OBJECTIVE: Copy the lines below verbatim, but only from the line containing "of the reflection" through the end of the data.

BEGIN RECORDS FOR THE TASK

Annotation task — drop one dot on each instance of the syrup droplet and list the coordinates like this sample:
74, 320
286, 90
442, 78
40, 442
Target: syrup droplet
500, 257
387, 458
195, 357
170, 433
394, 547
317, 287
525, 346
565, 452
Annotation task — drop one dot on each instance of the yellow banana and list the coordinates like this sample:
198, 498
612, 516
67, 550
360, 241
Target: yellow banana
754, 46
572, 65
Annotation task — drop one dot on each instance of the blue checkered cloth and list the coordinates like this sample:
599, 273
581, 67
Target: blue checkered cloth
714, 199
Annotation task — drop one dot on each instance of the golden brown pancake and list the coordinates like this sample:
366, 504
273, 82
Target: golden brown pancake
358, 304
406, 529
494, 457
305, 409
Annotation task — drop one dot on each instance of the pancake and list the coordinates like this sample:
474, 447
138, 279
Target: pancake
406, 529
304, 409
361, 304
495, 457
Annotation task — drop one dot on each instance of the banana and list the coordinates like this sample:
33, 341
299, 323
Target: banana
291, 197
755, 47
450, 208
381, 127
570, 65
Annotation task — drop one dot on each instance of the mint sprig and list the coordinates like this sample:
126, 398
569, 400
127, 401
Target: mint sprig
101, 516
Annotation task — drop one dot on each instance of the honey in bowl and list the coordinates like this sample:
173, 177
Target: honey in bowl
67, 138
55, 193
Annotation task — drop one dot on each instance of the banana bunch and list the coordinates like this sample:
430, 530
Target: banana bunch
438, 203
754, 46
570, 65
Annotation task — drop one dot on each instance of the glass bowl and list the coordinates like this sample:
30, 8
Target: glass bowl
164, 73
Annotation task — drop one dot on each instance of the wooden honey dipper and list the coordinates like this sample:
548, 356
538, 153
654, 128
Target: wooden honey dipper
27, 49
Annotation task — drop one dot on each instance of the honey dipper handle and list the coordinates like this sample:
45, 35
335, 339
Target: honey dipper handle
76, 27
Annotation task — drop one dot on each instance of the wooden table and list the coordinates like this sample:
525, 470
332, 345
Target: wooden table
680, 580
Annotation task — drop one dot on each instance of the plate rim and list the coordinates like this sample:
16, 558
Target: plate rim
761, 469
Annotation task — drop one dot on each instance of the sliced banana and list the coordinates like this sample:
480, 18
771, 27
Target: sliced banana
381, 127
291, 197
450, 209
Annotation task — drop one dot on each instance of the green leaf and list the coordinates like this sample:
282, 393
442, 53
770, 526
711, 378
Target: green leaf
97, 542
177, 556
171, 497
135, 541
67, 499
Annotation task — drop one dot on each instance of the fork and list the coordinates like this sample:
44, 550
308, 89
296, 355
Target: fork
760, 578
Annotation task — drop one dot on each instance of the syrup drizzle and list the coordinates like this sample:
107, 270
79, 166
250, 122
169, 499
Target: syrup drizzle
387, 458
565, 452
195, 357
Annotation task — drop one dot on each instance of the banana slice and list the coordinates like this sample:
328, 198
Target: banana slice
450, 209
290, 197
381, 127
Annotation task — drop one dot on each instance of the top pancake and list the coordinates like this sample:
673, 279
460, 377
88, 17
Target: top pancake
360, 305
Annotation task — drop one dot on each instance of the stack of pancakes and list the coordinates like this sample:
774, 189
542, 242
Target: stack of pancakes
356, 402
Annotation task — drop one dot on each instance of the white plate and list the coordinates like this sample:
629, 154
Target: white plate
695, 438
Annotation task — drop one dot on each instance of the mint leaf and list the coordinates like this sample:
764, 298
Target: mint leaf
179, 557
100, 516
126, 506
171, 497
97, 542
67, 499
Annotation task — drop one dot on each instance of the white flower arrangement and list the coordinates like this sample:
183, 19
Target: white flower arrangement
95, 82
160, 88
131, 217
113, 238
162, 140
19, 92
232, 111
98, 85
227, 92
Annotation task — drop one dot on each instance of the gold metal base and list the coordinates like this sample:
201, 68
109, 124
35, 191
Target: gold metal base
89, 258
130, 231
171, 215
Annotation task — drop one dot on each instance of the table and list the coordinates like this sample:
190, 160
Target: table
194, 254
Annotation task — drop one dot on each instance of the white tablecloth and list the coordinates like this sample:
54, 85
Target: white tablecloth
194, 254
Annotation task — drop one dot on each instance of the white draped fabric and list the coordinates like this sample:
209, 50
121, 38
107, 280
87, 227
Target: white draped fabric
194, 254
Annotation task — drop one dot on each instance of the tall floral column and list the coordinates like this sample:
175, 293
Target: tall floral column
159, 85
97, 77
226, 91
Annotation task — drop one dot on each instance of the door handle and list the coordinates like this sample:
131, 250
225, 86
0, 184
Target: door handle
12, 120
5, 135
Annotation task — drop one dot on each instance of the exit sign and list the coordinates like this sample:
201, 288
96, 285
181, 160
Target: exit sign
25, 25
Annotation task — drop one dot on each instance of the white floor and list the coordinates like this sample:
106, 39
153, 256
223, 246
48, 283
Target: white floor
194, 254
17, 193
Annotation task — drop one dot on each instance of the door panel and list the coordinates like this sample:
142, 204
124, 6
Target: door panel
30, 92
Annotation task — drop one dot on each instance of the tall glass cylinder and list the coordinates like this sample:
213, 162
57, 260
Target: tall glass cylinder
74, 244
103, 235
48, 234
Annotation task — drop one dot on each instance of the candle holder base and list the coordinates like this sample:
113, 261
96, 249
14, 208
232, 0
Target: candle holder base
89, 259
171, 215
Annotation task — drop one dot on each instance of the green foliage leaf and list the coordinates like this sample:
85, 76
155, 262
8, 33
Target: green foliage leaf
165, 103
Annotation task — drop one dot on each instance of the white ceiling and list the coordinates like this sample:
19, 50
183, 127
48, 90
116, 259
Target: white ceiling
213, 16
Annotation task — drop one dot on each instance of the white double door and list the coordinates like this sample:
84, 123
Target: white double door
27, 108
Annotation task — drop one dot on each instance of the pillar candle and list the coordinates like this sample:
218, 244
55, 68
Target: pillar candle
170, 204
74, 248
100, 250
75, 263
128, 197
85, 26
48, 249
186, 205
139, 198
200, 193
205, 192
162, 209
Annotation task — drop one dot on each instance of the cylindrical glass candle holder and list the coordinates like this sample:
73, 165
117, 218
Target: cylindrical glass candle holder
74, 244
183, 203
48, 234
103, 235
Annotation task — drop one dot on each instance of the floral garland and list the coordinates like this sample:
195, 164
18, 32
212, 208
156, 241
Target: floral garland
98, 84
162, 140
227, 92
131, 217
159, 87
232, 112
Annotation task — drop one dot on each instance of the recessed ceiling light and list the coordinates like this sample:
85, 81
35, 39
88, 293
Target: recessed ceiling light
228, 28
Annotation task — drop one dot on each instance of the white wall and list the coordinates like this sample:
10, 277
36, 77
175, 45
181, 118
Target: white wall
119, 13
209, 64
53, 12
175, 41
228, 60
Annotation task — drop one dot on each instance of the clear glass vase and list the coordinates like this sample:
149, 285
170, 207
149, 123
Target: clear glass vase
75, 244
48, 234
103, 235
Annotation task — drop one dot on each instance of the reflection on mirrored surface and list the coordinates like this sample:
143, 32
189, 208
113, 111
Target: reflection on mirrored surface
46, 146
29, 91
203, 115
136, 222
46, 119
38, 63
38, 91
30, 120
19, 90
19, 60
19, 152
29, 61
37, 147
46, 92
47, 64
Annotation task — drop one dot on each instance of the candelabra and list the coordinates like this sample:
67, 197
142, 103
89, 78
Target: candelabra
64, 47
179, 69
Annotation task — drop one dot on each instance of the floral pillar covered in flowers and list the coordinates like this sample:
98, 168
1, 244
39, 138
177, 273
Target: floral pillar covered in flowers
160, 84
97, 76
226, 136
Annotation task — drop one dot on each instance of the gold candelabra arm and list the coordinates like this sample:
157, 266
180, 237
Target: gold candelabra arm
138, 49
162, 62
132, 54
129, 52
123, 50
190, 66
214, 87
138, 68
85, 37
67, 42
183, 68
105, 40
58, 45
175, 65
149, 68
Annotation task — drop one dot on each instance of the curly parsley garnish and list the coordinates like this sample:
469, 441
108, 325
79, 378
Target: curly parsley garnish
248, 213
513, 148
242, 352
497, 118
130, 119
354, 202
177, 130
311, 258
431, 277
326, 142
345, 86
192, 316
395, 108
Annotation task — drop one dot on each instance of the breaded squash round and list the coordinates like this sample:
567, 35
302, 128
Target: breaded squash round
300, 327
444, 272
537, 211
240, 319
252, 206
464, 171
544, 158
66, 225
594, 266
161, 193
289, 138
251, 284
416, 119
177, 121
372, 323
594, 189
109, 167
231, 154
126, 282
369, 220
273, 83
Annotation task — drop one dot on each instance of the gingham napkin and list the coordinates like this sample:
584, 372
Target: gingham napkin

END RECORDS FOR THE TASK

TASK SOLUTION:
Annotation task — drop one dot on each instance of the reflection on mirrored surface and list the coordinates like this sample:
143, 32
189, 208
113, 111
Target: reflection on mirrored surface
46, 146
29, 91
203, 115
136, 222
46, 119
38, 63
38, 91
30, 120
19, 90
19, 60
19, 152
29, 61
37, 147
46, 92
47, 64
Annotation task — drop one dot on each instance of the candelabra and list the coordinates like this sample:
67, 197
142, 103
89, 78
Target: candelabra
64, 47
179, 69
Annotation task — drop one dot on each instance of the floral pillar covered in flowers and list the coordinates like this sample:
98, 168
1, 244
39, 138
177, 273
Target: floral pillar covered in flowers
160, 84
97, 76
226, 136
Annotation task — drop one dot on each instance of the gold candelabra arm and list the coordinates like this sample:
157, 266
180, 237
Target: gold candelabra arm
138, 49
162, 62
132, 54
129, 52
123, 50
190, 66
214, 87
138, 68
85, 37
67, 42
183, 68
105, 40
58, 45
175, 65
149, 68
Annotation task — drop one dot on each instance of the curly parsley garnish and list the coordinates like this sample:
469, 441
108, 325
79, 378
Target: curly parsley garnish
248, 213
513, 148
242, 352
497, 118
130, 119
354, 202
177, 130
311, 258
431, 277
326, 142
345, 86
192, 316
395, 108
Annotation task — drop one dot on each instance of the breaded squash round and list the coordinates like this sample:
567, 35
302, 128
Target: breaded squash round
300, 327
444, 272
537, 211
240, 319
252, 206
464, 171
544, 158
66, 225
594, 266
161, 193
289, 138
251, 284
416, 119
177, 121
372, 323
594, 189
109, 167
231, 154
126, 282
369, 220
273, 83
Annotation task — drop one dot on each instance of the gingham napkin and list the coordinates like this sample:
584, 372
Target: gingham napkin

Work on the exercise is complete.